Stored records:
## Start
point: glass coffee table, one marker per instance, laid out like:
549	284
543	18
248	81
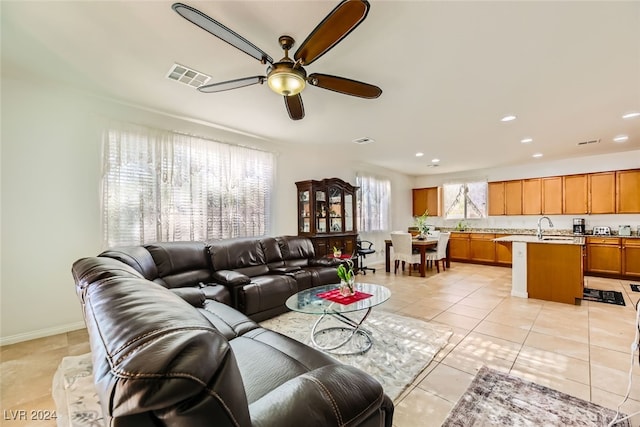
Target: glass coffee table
349	337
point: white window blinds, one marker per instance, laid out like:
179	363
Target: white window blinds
164	186
373	203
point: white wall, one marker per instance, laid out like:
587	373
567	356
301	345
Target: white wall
601	163
50	178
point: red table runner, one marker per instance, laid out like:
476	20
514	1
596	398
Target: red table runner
335	296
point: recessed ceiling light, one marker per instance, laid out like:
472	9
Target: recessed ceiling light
621	138
363	140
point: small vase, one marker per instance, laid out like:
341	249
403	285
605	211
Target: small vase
347	288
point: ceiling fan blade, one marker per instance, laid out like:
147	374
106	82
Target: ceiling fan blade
336	26
217	29
232	84
343	85
294	106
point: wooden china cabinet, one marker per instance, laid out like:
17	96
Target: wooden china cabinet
327	215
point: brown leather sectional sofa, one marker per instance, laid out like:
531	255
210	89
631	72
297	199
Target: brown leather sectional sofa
176	353
253	275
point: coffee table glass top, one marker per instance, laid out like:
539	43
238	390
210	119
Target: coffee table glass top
309	302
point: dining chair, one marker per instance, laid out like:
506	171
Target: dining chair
439	253
403	251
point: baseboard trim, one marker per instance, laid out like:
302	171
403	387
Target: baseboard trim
40	333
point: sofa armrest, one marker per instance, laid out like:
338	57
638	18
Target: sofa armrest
331	395
230	278
325	262
284	270
193	296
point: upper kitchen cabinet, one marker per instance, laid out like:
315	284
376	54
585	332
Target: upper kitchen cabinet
575	200
552	195
496	198
426	199
532	196
513	197
602	193
628	194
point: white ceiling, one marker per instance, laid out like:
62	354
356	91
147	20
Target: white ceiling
448	70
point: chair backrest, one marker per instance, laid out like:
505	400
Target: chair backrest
443	241
401	242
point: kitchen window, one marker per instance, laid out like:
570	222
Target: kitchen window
465	200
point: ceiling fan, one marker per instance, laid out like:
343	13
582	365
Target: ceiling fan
287	77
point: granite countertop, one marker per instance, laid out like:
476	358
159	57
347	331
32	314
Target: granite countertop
532	232
557	240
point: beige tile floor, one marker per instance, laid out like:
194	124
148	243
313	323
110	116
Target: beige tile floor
580	350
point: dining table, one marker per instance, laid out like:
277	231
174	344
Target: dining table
422	246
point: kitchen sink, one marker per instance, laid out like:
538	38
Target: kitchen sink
557	238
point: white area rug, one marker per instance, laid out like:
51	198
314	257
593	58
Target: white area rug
402	346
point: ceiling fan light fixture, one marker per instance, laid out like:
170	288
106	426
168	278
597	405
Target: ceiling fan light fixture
285	80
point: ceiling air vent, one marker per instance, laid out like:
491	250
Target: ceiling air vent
593	141
363	140
187	75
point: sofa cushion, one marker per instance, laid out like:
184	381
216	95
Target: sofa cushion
244	255
266	292
159	361
137	257
180	263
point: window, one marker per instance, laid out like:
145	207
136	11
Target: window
373	203
165	186
465	201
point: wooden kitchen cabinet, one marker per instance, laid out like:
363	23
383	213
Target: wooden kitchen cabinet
459	246
532	196
552	195
631	257
426	199
513	197
604	255
575	198
602	193
555	272
503	251
482	247
628	191
496	198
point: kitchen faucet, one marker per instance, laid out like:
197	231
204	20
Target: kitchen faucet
539	234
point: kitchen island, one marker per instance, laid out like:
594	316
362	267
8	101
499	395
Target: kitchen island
551	268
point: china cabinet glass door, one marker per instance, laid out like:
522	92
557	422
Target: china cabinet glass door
321	212
304	209
348	212
335	209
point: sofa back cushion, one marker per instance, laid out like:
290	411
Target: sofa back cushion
161	363
180	264
272	252
135	256
296	250
244	255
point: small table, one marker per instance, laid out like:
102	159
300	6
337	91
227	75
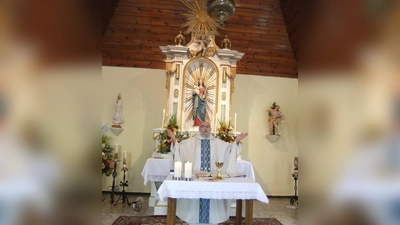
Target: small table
157	170
229	188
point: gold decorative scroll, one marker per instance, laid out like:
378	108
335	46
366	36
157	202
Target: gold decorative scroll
231	76
168	72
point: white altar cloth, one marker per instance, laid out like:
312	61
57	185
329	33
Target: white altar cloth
229	188
158	169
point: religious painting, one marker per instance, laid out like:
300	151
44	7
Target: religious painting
200	92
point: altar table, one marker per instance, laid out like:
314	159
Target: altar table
229	188
157	170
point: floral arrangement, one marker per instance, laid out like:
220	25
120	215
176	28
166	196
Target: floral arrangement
165	141
107	158
225	132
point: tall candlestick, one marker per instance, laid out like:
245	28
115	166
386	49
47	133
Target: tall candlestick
116	153
188	170
162	125
178	169
235	123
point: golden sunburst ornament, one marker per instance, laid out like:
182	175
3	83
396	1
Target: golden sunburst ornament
197	19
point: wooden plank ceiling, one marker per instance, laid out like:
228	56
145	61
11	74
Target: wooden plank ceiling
133	30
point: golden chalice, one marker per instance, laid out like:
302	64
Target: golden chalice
219	166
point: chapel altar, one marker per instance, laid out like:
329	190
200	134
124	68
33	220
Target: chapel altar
200	80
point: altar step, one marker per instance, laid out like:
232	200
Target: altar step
160	208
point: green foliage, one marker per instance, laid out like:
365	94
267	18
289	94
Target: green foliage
107	158
165	141
225	132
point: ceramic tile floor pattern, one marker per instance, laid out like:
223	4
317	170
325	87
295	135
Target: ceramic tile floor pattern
276	208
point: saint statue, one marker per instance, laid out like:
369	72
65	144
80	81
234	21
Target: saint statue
226	43
275	116
118	117
199	102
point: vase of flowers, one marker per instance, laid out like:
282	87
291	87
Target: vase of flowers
224	132
165	141
107	158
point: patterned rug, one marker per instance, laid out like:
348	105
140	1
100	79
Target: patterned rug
160	220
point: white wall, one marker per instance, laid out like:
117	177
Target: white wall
144	97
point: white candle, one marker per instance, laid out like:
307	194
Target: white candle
162	125
188	170
235	122
116	153
178	169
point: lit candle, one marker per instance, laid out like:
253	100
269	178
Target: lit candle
178	169
235	123
116	153
188	170
162	125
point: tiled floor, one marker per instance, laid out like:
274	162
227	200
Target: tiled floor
277	208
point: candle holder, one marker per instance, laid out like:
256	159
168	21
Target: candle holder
219	166
177	178
113	186
124	184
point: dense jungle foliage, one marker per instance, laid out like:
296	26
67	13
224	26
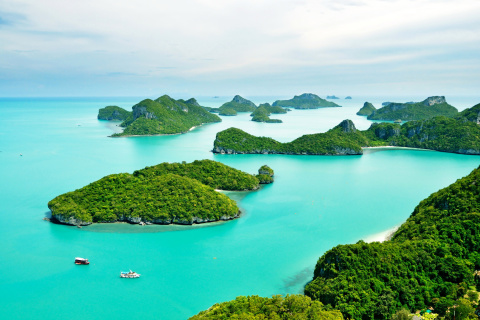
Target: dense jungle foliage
212	173
366	110
343	139
261	114
291	307
165	116
305	101
168	198
238	104
415	111
113	113
456	135
430	261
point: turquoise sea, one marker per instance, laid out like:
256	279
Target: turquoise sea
50	146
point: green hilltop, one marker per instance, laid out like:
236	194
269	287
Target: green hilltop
367	109
431	261
305	101
455	135
180	193
161	116
428	108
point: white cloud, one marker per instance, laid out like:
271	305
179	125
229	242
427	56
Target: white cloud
230	39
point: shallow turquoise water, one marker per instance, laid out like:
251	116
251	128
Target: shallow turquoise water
51	146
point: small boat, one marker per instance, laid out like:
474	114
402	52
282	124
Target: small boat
81	261
129	274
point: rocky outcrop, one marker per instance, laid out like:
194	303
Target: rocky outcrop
430	101
69	221
140	110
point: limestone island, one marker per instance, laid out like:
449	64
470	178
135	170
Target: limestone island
238	104
178	193
367	109
428	108
262	113
460	134
161	116
305	101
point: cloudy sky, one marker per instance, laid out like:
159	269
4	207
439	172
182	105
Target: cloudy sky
251	47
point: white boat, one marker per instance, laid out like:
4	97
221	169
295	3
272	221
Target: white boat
129	274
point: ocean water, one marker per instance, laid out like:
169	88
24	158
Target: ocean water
49	146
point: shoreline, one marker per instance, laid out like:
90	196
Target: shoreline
394	148
381	236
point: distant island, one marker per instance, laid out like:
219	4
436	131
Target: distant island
179	193
305	101
428	108
367	109
238	104
262	113
456	135
161	116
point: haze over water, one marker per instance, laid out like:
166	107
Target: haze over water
52	146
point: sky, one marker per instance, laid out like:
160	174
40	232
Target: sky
249	47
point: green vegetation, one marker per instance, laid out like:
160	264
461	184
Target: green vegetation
113	113
439	133
227	111
305	101
238	104
166	193
212	173
471	114
261	114
164	199
429	108
161	116
276	308
265	174
343	139
367	109
430	261
273	109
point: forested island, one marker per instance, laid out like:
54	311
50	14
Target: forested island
367	109
457	135
431	262
305	101
263	112
161	116
426	109
276	308
180	193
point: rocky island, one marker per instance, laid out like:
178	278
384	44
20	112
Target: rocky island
305	101
161	116
428	108
432	260
456	135
262	113
179	193
238	104
344	139
367	109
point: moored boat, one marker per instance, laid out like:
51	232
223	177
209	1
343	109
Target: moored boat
81	261
129	274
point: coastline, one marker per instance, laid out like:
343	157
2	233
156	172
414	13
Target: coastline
393	148
381	236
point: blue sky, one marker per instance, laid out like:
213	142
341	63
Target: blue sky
250	47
## End
To be done: Rescale the records from the line with "point: moored boat, one" through the end of the records, both ends included, by reproducing every line, requests too, with each point coordinate in the answers multiplied by 2.3 and rounded to a whole number, halves up. Numbers in the requests and their format samples stay unchanged.

Result of this task:
point: moored boat, one marker per instance, laid out like:
51	232
223	177
209	1
343	109
Target: moored boat
186	600
297	630
point: coastline, one marker per instance, laid out like:
343	157
2	233
156	172
414	13
Target: coastline
904	340
876	543
point: blue sky, one marker per instance, laid out like:
213	142
341	63
Target: blue sky
575	108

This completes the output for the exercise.